• EXCERPTED PASSAGE:
The Prime Minister finally announced the essence of her Brexit “battle plan” on 24th January but almost immediately had to accept she must publish a White Paper on the plan. The truth of the pithy statement by 19th century German General von Moltke must already be ringing in her ears “no plan of operations extends with any certainty beyond the first contact with the main hostile force.”
The `hostile force’ within the UK represent the 48% of electors who did not want to leave and the enemies without are probably seen by the British Government as the EU27 states – but until recently they were our best friends.
The hostile forces inside the UK are already battering at her plans and have succeeded in forcing change:
· The Supreme Court has ruled - by 8 judges to 3 – that Mrs May cannot use the `Royal Prerogative’ – a relic of the divine rights of mediaeval kings – to trigger the Article 50 notice of intention to leave the EU. Instead an Act of Parliament is required and an exceptionally short draft has now been published.
· She has already had to reverse course and give Parliament two of its key demands: a White Paper on the negotiating demands and also a vote on the final deal. Realistically, Parliament will probably accept a little more detail than in the speech but, in the end, commercial planners should assume that Article 50 will indeed be triggered by March 31. So the EU Treaties will then cease to apply to the UK by 31 March 2019 and the UK will be out of the EU…unless hostile forces succeed in thwarting May’s advance.
· Vote on final deal: Parliament is fully aware of the risk that it is actually putting a loaded, cocked gun to its head: refuse the deal in late 2018 (if all goes very well with the negotiations) and we crash out of the EU a few months afterwards with no deal at all.
These retreats have happened before the battle plan has been examined in any detail because the plan is riddled with inconsistencies:
· There was much talk of wishing EU27 well and wanting to co-operate – but a blatant threat if they do not do as we want: we will compete as a low tax/regulation economy. Is this consistent with commitments to protecting workers rights. Presumably the low tax rates will be designed to attract US companies seeking to avoid President Trump’s taxes in the US. Will that competition be a cornerstone of the trade deal with the US? How will these corporate tax cuts be financed by a country already running a disturbingly large budget deficit?
· She does not want to undermine the Single Market, and respects EU27’s insistence on keeping the “four freedoms” indivisible but “the Agreement may take in elements of current Single Market arrangements… the freedom to provide financial services across national borders…” This is what the EU 27 usually calls “cherry picking” and have frequently refused to countenanceas it would open the door to a complete undermining of the Single Market.

• YOUR TASKS:
a - In the Brexit commentary, list every term of no more than three words that appears inside quotation marks.
b - Extend the commentary on the Brexit battle plan, beginning after its last sentence.
The listing that follows is separate material and has no connection to the Brexit commentary.

• EXCERPTED RECORDS:
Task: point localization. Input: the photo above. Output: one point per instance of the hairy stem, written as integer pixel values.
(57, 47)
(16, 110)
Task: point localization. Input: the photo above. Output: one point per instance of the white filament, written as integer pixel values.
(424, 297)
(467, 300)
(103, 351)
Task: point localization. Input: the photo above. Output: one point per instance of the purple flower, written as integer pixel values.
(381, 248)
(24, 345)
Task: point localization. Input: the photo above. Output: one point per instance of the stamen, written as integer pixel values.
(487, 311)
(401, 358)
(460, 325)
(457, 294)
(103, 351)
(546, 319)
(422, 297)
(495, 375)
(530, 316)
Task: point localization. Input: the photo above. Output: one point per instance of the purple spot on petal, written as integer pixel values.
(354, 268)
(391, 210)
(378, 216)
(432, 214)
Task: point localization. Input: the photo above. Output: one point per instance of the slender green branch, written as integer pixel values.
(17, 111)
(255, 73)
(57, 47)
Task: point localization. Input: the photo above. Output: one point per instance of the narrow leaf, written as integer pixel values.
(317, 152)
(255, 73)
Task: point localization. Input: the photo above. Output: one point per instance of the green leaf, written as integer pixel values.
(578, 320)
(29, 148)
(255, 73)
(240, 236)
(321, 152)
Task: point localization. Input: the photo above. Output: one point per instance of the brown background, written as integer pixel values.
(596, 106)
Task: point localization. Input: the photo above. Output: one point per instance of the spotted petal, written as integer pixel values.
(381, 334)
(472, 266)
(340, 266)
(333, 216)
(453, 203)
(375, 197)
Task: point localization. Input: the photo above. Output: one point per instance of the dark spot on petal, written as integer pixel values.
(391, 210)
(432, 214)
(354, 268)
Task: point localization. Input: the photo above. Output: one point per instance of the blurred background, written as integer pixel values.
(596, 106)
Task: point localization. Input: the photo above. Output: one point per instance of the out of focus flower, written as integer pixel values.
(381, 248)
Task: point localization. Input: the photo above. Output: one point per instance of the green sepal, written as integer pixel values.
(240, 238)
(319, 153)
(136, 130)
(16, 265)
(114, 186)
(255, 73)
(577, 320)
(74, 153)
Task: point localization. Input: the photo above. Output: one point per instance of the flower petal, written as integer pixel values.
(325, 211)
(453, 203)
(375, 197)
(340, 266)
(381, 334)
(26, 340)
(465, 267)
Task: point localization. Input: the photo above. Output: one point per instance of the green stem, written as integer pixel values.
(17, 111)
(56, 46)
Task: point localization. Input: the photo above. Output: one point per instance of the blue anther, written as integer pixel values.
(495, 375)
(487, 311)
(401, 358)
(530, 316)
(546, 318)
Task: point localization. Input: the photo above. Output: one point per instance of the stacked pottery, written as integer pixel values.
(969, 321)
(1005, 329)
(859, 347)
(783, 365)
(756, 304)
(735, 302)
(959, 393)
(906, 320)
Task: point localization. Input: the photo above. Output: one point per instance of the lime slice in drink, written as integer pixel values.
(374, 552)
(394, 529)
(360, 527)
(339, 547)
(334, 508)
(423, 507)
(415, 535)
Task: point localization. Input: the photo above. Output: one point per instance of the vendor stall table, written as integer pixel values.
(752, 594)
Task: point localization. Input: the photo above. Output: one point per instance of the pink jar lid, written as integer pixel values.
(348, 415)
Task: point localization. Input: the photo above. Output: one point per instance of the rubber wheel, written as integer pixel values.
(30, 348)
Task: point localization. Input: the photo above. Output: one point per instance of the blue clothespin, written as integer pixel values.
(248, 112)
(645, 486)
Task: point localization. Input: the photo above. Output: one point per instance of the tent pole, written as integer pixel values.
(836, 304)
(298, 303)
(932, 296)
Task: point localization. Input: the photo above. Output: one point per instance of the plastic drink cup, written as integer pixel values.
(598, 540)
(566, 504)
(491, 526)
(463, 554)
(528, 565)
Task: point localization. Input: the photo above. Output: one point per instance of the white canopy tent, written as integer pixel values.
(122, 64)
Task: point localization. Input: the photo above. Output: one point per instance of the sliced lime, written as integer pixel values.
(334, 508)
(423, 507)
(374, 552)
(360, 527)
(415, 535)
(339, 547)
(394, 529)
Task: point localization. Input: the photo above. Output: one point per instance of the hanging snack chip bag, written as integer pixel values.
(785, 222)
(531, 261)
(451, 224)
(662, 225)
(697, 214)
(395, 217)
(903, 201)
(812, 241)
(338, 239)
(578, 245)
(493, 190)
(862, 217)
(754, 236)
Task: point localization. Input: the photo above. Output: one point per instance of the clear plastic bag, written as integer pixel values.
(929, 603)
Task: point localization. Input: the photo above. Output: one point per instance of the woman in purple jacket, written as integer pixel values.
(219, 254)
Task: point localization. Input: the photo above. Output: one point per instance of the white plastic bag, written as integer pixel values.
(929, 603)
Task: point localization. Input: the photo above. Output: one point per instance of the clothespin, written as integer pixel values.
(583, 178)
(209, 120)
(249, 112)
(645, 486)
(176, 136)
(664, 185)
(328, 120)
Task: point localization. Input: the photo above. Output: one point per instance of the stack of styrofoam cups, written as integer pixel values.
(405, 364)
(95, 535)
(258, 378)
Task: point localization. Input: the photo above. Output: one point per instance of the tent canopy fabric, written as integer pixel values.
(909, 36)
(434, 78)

• EXERCISE RESULTS:
a -
battle plan
hostile force
Royal Prerogative
four freedoms
cherry picking

b -
· The inconsistency goes deeper: “A member of the Single Market would mean complying with the EU's rules and regulations… without having a vote… accepting a role for the European Court of Justice that would see it still having direct legal authority in our country…It would to all intents and purposes mean not leaving the EU at all.” The key step beyond simple Free Trade is adherence to one set of rules/standards agreed by all and enforced by the ECJ so her concept of such an Agreement seems inconsistent with the way the Single Market functions – a single financial market certainly needs a single set of standards
· “Smooth orderly Brexit...it is in no one's interests for there to be a cliff-edge for business or a threat to stability… I want us to have reached an agreement … by the time the two-year Article Fifty process has concluded.” The concept of this proposed `deal’ has no parallels in trade negotiations so will have to start with a blank sheet of paper that is most unlikely to be agreed in two years.
Then comes the ratification of such a novel Treaty by the EU27 states unanimously, and the European Parliament. Then work can start on modifying existing EU law for this transition – so at least five years to be in force. Even if faster, why would a financial services firm pay any attention to such plans? The Prime Minster has reserved the right to walk away entirely from a `bad deal’. At the very last moment, Parliament might vote down the whole plan. Either way, the cost and effort of installing transitional systems may well be wasted. Media reports suggest a trickle of jobs are already being moved out of London but European cities are arranging roadshows to attract UK banks so the trickle may become a flood once firms are convinced the cliff edge is unavoidable.
The cliff edge effect is particularly important for the financial services industry where the key issue of clearing of euro denominated derivatives is likely to come to a head quickly. The concept of a “shared jurisdiction” between the EU27/ECB and the UK over London-based clearing has been floated by the some UK commentators but the Prime Minister’s re-iterated insistence on being free of the ECJ appears to rule out such a solution instantly – even if there were any prospect of the Eurozone shouldering potentially-immense liabilities without full control.
Von Moltke may have been too optimistic: the May plan is beginning to disintegrate at the first sight of hostile forces, let alone actual contact in the negotiations.
This author is a member of the European Movement UK Executive and is a Liberal Democrat party – both campaigning for a further referendum on the exit terms.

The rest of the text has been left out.